- To do
1. List the five stages of biological experimentation around which the computational biology introduction below says the issue is structured.
2. Carry the computational biology introduction below forward from its last sentence, in the same voice.

- Document excerpt

I am very pleased to introduce the June issue for XRDS on computational biology. I had the privilege to work as Issue Editor for this issue alongside Guest Editor Cristina Pop, who recently received her Ph.D. from Stanford University.
Computational biology is ubiquitous. Every modern bioscience lab relies on computational biology and bioinformatics techniques to some extend, whether for gene and protein sequencing or data storage. Moreover, advances in computational biology techniques allow researchers to gain deeper insights into biological mechanisms, simplify lab-bench methods, and develop more reliable and sophisticated methods for diagnosis and clinical applications. Computational biology drives biological research and even bounds the types of questions that researchers and clinicians can ask. This is why it is such an exciting and rapidly growing area of computer science.
Image from Flickr Libertas Academica, Creative Commons
We chose to structure this issue loosely around five stages of biological experimentation that make significant use of computational biology. These stages are: data gathering, data storage, refining and visualizing data, modeling data, and drawing conclusions from data. These may sound like standard steps in most data science workflows, and that’s because they are. With techniques like next generation sequencing and electronic patient records producing biological and healthcare data in ever-greater volumes, computational biology leverages many big data approaches and applies them to scientific data. The field of computational biology focuses on developing algorithms and techniques well attuned to biological data in particular.

- Records supplied

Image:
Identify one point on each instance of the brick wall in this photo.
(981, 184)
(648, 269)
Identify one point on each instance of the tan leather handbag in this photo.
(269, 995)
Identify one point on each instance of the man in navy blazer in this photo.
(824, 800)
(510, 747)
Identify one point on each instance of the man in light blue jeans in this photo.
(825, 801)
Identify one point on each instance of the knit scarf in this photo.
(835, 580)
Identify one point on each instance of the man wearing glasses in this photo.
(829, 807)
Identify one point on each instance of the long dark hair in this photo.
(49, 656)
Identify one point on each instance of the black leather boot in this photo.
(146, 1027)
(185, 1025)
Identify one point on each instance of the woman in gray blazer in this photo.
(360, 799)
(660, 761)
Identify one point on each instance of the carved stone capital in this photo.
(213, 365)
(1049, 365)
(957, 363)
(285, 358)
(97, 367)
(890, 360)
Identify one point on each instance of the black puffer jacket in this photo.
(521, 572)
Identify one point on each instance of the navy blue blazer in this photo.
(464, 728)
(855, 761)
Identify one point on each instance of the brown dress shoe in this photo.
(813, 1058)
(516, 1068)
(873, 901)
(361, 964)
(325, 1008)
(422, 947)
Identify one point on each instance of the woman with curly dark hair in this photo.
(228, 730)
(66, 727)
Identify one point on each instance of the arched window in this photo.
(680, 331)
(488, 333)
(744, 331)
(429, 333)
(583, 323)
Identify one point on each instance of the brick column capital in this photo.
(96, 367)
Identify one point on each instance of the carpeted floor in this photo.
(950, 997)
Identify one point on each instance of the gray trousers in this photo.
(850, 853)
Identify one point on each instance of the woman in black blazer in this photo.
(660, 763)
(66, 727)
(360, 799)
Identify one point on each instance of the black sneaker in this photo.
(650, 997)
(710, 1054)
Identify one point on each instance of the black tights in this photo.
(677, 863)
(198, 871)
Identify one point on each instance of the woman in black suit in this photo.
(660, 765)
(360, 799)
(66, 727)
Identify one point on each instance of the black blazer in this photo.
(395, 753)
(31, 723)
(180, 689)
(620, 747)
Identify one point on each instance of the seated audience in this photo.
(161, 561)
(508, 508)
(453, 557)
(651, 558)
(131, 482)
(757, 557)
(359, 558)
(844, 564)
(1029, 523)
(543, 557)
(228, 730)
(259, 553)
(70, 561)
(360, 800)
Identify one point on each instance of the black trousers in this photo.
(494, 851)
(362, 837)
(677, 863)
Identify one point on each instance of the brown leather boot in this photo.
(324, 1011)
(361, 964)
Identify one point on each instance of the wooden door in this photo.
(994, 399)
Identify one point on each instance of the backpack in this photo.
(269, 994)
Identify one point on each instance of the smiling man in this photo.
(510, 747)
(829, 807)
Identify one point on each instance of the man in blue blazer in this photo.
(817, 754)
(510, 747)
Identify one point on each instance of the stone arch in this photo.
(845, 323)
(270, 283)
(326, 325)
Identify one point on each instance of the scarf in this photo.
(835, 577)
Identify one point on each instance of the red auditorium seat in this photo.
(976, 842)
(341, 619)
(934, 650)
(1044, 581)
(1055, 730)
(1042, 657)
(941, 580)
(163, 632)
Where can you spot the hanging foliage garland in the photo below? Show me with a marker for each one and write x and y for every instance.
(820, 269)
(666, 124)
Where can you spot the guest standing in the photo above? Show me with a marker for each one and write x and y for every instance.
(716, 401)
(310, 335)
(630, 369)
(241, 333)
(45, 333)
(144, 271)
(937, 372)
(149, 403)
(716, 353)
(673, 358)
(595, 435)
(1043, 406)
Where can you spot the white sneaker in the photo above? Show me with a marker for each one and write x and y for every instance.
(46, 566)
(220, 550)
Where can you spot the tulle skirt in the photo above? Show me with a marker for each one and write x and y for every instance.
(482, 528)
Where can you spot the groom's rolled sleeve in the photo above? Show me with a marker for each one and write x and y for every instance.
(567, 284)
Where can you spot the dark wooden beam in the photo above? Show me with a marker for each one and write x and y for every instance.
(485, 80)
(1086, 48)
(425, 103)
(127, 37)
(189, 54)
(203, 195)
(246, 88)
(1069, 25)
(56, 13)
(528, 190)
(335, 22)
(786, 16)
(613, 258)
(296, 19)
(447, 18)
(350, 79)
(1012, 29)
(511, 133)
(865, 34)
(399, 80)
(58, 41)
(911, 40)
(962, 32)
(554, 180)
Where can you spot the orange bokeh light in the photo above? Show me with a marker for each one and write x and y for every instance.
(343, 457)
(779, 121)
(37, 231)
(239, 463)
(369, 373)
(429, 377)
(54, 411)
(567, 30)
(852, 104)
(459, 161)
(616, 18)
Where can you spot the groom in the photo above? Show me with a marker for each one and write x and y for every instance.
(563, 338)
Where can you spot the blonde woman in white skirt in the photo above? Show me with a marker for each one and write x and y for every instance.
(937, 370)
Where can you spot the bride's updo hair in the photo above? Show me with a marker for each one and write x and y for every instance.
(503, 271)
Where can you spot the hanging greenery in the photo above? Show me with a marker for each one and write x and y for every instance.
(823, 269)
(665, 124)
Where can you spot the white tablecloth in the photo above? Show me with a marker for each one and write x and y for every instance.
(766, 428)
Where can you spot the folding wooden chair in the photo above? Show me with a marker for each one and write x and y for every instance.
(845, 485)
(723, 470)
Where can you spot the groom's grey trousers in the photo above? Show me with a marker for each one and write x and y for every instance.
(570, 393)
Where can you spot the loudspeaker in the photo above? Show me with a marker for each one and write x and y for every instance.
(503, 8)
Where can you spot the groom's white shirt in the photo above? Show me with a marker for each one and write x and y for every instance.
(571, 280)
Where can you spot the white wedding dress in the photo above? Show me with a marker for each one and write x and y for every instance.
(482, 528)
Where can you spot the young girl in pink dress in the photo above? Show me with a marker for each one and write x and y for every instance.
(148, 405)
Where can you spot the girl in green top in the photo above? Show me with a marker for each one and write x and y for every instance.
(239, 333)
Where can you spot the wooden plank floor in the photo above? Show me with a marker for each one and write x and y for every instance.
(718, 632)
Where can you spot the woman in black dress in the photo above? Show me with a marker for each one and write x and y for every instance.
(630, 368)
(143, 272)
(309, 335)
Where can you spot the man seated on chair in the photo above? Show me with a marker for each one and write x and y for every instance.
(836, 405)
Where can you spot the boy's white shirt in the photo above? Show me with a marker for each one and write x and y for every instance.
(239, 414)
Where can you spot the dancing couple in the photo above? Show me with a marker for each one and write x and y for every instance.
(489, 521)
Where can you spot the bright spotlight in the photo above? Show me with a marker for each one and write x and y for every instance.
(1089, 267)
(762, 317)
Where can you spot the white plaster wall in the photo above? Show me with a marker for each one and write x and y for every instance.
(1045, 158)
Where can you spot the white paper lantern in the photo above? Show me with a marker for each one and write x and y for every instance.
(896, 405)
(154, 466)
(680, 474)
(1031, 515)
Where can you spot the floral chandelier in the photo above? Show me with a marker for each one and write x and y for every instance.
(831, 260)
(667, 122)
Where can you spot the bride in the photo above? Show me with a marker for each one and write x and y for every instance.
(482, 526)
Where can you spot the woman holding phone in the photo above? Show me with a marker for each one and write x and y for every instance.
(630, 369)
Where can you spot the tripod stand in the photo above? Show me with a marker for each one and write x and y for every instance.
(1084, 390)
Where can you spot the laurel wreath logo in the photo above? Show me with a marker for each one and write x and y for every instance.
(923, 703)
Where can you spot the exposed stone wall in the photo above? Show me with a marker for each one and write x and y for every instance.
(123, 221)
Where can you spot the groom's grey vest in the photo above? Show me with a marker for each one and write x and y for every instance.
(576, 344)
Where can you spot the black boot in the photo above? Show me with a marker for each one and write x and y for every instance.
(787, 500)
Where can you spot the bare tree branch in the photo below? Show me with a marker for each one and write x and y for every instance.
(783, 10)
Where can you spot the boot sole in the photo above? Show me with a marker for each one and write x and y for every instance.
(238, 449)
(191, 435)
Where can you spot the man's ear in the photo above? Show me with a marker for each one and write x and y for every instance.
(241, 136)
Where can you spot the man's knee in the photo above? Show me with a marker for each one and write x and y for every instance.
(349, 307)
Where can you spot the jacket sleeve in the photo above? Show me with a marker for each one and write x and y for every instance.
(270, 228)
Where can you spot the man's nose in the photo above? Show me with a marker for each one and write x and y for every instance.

- Responses by task
1. data gathering, data storage, refining and visualizing data, modeling data, and drawing conclusions from data

2.
Our features and interviews present several different angles into some of the most recent advances in computational biology. Russ Altman, Director of Biomedical Informatics at Stanford University, discusses his role in leading an interdisciplinary research program as well as his work in personalized medicine and pharmacogenetics, the use of genetic data in selecting and prescribing drugs.
Many of this issue’s articles focus on drawing inferences from large-scale studies and datasets using computational methods. David Heckerman and Christoph Lippert of Microsoft Research describe machine-learning techniques for mapping genetic differences to phenotype in large-scale genetic studies known as genome-wide association studies. Their work includes methods for disentangling correlation and causation when genetic differences in distinct populations also coincide with phenotypic variations.
We profile Suchi Saria of John Hopkin’s University, whose many valuable contributions to research and industry include developing techniques for predicting patient outcomes and treatments from electronic records. She discusses challenges and ongoing research in this area as well as her contributions to a variety of startups.
Also, we provide insights on how modern biology uses computer simulations. We speak with Vijay Pande, Director of Folding@Home, on using software to simulate protein folding. Folding@home is a widely used protein folding software program, that lets users anywhere in the world, via the Internet, donate a portion of their computer’s CPU to solving protein folding problems.
Marina Sirota and Bin Chen of the University of California at San Francisco write about computational and statistical techniques for drug discovery, which greatly increase the speed and cost at which new drug designs can be identified and then developed and tested at the bench.
This issue also introduces some cutting-edge techniques for computational biology. Karen Sachs of the Stanford School of Medicine and Tiffany Chen, Director of Informatics at Cytobank, Inc., discuss computational approaches in single-cell measurement techniques. These techniques are extremely powerful – traditional medical measurements often involve patient-wide approaches, such as average measurements in blood tests. Single-cell measurements are valuable in studying diseases like cancer, where individual cells can wreck havoc on the body.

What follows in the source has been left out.